Records shown:
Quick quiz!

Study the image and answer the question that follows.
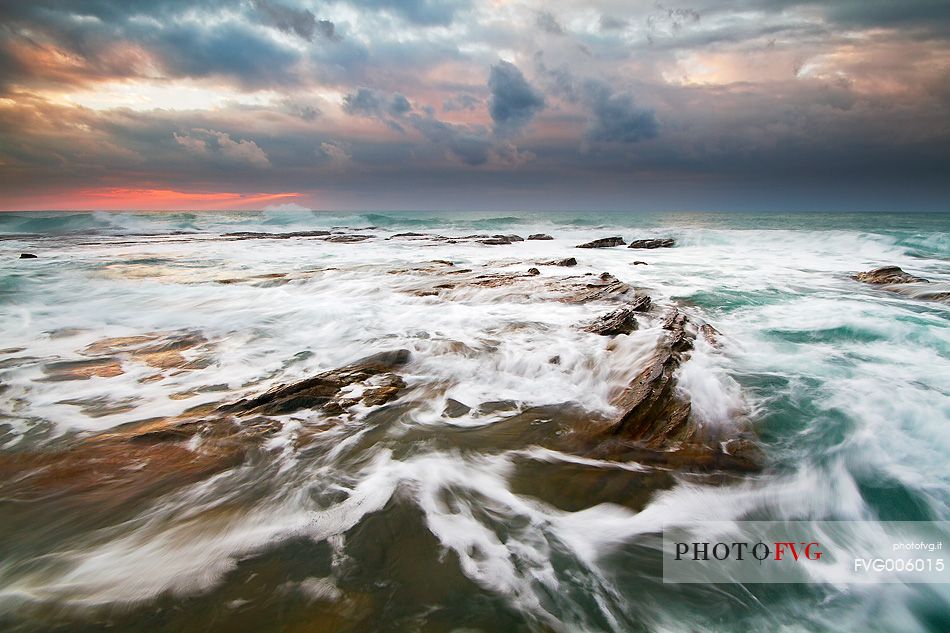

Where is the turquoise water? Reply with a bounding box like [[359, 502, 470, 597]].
[[0, 211, 950, 631]]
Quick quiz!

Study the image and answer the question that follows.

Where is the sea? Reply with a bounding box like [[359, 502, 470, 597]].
[[0, 209, 950, 633]]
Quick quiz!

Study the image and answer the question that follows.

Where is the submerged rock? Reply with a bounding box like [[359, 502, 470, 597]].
[[627, 237, 676, 248], [577, 237, 626, 248], [610, 309, 695, 448], [222, 231, 330, 240], [582, 308, 637, 336], [324, 233, 376, 244], [851, 266, 930, 285], [217, 349, 410, 415], [538, 257, 577, 266]]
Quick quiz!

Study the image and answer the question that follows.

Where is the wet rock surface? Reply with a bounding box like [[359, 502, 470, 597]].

Task objective: Print all the rows above word for word, leaving out the pictures.

Correct response:
Quick quiz!

Study the image and answer the question that follows.

Where is the turquoise water? Reply with a bounding box like [[359, 502, 470, 597]].
[[0, 211, 950, 631]]
Quick quiz!

Study the image and answer the question that follows.

Where is the sea? Reply with a bounding box like [[359, 502, 470, 597]].
[[0, 209, 950, 633]]
Quick quiz!

Study the image and answer the question that follows.

Where is the submerged rock? Reply with a bounding box like [[359, 502, 470, 597]].
[[627, 237, 676, 248], [577, 237, 626, 248], [610, 309, 695, 448], [222, 231, 330, 240], [582, 308, 637, 336], [324, 233, 376, 244], [851, 266, 930, 285], [217, 349, 410, 415], [538, 257, 577, 266]]
Quick quiz!

Study the image and answer the question that follows.

Where is the wet rock surface? Reply with a bounding box like [[359, 502, 470, 597]].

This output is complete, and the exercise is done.